[Stored entries]

* * * * * * * * *

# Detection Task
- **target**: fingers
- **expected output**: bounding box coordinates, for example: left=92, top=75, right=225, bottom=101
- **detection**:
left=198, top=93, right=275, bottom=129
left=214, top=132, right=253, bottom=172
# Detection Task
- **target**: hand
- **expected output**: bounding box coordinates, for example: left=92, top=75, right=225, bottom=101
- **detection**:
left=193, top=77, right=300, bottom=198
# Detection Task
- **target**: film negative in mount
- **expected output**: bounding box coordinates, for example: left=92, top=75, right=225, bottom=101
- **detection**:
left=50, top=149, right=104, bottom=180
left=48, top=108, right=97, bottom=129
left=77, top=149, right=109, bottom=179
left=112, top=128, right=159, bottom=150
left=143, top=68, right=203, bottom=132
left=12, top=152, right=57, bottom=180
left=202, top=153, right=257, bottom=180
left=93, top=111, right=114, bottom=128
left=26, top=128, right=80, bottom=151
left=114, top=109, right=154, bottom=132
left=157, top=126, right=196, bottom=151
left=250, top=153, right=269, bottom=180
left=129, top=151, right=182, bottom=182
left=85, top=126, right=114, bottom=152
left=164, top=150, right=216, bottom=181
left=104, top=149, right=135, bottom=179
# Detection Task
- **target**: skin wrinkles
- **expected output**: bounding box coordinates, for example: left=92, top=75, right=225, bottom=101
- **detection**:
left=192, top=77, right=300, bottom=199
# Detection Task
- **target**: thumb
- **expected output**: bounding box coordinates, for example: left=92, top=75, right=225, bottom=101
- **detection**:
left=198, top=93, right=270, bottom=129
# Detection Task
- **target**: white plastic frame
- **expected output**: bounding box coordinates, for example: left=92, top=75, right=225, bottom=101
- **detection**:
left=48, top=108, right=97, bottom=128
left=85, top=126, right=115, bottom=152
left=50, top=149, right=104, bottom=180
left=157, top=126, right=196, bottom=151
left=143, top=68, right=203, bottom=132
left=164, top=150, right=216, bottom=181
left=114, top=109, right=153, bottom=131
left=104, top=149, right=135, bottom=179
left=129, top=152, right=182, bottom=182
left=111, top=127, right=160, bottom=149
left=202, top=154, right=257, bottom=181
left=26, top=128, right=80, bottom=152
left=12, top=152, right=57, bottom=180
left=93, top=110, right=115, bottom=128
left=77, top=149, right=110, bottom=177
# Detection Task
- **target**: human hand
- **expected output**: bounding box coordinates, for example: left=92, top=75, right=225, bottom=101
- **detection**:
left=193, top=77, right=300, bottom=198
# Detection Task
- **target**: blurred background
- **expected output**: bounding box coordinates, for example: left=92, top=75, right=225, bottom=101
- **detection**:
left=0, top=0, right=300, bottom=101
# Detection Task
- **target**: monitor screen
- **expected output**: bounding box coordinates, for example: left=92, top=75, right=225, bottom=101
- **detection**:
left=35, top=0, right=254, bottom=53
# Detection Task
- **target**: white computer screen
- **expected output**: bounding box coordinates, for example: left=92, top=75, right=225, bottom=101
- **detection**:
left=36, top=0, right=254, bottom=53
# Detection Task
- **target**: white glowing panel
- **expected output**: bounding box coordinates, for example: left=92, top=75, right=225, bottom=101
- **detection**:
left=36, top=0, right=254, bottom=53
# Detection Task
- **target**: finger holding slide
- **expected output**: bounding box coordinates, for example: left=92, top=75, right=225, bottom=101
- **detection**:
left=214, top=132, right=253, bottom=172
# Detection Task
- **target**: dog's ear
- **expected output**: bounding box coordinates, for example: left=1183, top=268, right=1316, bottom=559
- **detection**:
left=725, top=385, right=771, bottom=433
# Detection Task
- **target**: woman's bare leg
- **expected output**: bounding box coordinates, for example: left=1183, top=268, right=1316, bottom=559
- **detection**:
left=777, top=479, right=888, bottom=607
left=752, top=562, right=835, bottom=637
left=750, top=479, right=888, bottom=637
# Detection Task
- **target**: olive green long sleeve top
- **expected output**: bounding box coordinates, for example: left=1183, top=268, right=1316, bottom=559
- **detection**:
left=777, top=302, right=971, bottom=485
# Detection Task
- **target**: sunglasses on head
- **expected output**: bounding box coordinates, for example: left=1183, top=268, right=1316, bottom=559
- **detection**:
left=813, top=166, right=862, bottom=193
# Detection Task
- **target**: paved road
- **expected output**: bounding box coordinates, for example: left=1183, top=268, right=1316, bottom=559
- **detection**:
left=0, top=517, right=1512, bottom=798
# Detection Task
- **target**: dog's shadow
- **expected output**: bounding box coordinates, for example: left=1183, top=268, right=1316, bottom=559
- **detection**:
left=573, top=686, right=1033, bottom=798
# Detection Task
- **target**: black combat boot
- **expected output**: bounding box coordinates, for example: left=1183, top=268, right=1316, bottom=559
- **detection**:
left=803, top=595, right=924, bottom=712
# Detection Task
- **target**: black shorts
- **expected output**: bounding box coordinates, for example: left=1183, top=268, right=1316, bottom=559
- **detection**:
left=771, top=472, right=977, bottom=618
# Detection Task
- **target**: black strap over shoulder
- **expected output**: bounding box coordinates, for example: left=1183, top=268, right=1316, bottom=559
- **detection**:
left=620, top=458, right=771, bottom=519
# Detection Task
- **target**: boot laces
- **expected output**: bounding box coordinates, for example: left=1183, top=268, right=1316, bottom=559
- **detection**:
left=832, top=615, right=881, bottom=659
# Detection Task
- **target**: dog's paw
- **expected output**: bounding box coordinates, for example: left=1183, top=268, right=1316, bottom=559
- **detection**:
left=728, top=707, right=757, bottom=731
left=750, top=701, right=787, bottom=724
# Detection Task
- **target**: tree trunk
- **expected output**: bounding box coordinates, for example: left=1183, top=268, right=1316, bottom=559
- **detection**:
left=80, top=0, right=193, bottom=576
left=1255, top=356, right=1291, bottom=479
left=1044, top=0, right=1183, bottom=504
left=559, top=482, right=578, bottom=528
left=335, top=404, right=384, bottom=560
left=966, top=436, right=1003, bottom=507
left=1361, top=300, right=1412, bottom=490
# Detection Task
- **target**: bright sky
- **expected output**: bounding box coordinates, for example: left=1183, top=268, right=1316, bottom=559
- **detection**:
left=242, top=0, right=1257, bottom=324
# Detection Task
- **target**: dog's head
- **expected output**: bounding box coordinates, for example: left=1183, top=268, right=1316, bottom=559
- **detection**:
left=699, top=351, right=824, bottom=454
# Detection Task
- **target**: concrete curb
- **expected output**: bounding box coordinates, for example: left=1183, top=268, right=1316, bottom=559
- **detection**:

* * * * * * * * *

■ Written request
Every record should be repeated exactly; please leave none out.

■ Result
# Detection Task
- **target**: fingers
- **expected output**: bounding box coordinates, for example: left=92, top=75, right=225, bottom=101
- **detection**:
left=198, top=93, right=275, bottom=129
left=214, top=132, right=253, bottom=172
# Detection Task
- **target**: hand
- **expected output**: bounding box coordinates, for example: left=92, top=75, right=225, bottom=101
- **detection**:
left=193, top=77, right=300, bottom=198
# Detection Task
- **target**: film negative in mount
- **expected output**: bounding box coordinates, for example: left=92, top=75, right=225, bottom=101
- **detection**:
left=50, top=149, right=104, bottom=180
left=48, top=108, right=97, bottom=129
left=77, top=149, right=109, bottom=179
left=112, top=128, right=159, bottom=150
left=143, top=68, right=203, bottom=132
left=12, top=152, right=57, bottom=180
left=202, top=153, right=257, bottom=180
left=93, top=111, right=114, bottom=128
left=26, top=128, right=80, bottom=151
left=114, top=109, right=154, bottom=132
left=157, top=126, right=196, bottom=151
left=250, top=153, right=269, bottom=180
left=129, top=151, right=182, bottom=182
left=85, top=126, right=114, bottom=152
left=164, top=150, right=216, bottom=181
left=104, top=149, right=135, bottom=179
# Detection Task
- **target**: skin wrinkles
- **expected output**: bounding box coordinates, for example: left=92, top=75, right=225, bottom=101
- **detection**:
left=192, top=77, right=300, bottom=199
# Detection Task
- **target**: thumb
- **expected output**: bounding box coordinates, for example: left=92, top=75, right=225, bottom=101
- **detection**:
left=198, top=93, right=270, bottom=129
# Detection Task
- **target**: white plastic frame
- **expected output**: bounding box coordinates, for example: left=92, top=75, right=225, bottom=101
- **detection**:
left=48, top=108, right=97, bottom=128
left=85, top=126, right=115, bottom=152
left=50, top=149, right=104, bottom=180
left=157, top=126, right=196, bottom=151
left=143, top=68, right=203, bottom=132
left=164, top=150, right=216, bottom=181
left=114, top=109, right=153, bottom=131
left=104, top=149, right=135, bottom=179
left=129, top=152, right=182, bottom=182
left=111, top=127, right=160, bottom=149
left=202, top=154, right=257, bottom=181
left=26, top=128, right=80, bottom=152
left=12, top=152, right=57, bottom=180
left=93, top=110, right=115, bottom=128
left=77, top=149, right=110, bottom=177
# Detection Task
- **target**: human hand
- **expected output**: bounding box coordinates, for example: left=92, top=75, right=225, bottom=101
- **detection**:
left=193, top=77, right=300, bottom=198
# Detection Task
- **target**: blurred background
- **expected output**: bounding box coordinates, for example: left=92, top=75, right=225, bottom=101
- **detection**:
left=0, top=0, right=300, bottom=101
# Detection Task
- **target**: monitor screen
- **expected output**: bounding box coordinates, for example: left=92, top=75, right=225, bottom=101
- **detection**:
left=35, top=0, right=254, bottom=53
# Detection Task
- **target**: white computer screen
- **expected output**: bounding box coordinates, for example: left=92, top=75, right=225, bottom=101
- **detection**:
left=36, top=0, right=254, bottom=53
# Detection Task
- **target**: white glowing panel
- **expected output**: bounding box coordinates, for example: left=92, top=75, right=225, bottom=101
- **detection**:
left=36, top=0, right=254, bottom=53
# Detection Task
- **target**: finger holding slide
- **expected output**: bounding box coordinates, for example: left=92, top=75, right=225, bottom=101
- **detection**:
left=214, top=132, right=253, bottom=172
# Detection Task
- **target**: dog's ear
- **expected output**: bounding box coordinates, for example: left=1183, top=268, right=1316, bottom=559
- **detection**:
left=725, top=385, right=771, bottom=433
# Detection Task
- **target**: woman's bare leg
- **expected output**: bounding box coordinates, for example: left=1183, top=268, right=1316, bottom=559
- **detection**:
left=777, top=479, right=888, bottom=607
left=752, top=562, right=835, bottom=637
left=750, top=479, right=888, bottom=637
# Detection Task
- **target**: olive green long sleeve top
- **expected output**: bounding box coordinates, for example: left=1183, top=268, right=1316, bottom=559
- **detection**:
left=777, top=302, right=971, bottom=485
# Detection Task
- **target**: sunglasses on head
- **expected output**: bounding box coordinates, for example: left=1183, top=268, right=1316, bottom=559
- **detection**:
left=813, top=166, right=862, bottom=193
# Detection Task
- **target**: paved road
- **expected output**: bounding box coordinates, for example: left=1183, top=268, right=1316, bottom=559
- **detection**:
left=0, top=517, right=1512, bottom=798
# Detection Task
- **target**: dog's shadow
- **expected output**: bounding box coordinates, for example: left=1183, top=268, right=1316, bottom=559
- **detection**:
left=573, top=686, right=1033, bottom=798
# Detection Task
- **target**: black combat boot
- **expected output**: bounding box coordinates, for example: left=1183, top=268, right=1316, bottom=559
- **detection**:
left=803, top=595, right=924, bottom=712
# Detection Task
- **target**: black shorts
- **expected output**: bounding box coordinates, for example: left=1183, top=268, right=1316, bottom=559
- **detection**:
left=771, top=472, right=977, bottom=618
# Detection Task
- **target**: black strap over shoulder
- **expected output**: bounding box coordinates, for example: left=1183, top=268, right=1316, bottom=559
- **detection**:
left=620, top=458, right=771, bottom=519
# Detection Task
- **target**: boot laces
- **expected output**: bounding box coordinates, for example: left=1183, top=268, right=1316, bottom=559
- **detection**:
left=832, top=615, right=881, bottom=659
# Detection Task
- **target**: dog's paw
- **expected output**: bounding box coordinates, for example: left=1183, top=268, right=1316, bottom=559
- **detection**:
left=728, top=707, right=757, bottom=731
left=750, top=701, right=787, bottom=724
# Detection Task
- **target**: tree trunk
- **expected output**: bounding box coordinates, for example: left=1183, top=268, right=1316, bottom=559
- **detection**:
left=80, top=0, right=193, bottom=576
left=1255, top=356, right=1291, bottom=479
left=1044, top=0, right=1183, bottom=504
left=559, top=482, right=578, bottom=528
left=335, top=404, right=384, bottom=560
left=966, top=436, right=1003, bottom=507
left=1361, top=300, right=1412, bottom=490
# Detection Task
- **target**: bright sky
- **expected output**: bounding box coordinates, for example: left=1183, top=268, right=1316, bottom=559
- **detection**:
left=242, top=0, right=1257, bottom=324
# Detection Task
- **target**: dog's head
- **expected output**: bounding box coordinates, for example: left=1183, top=268, right=1316, bottom=559
- **detection**:
left=699, top=351, right=824, bottom=454
# Detection Task
- **target**: concrete curb
- **expected output**: bounding box coordinates, for example: left=1183, top=268, right=1316, bottom=559
- **detection**:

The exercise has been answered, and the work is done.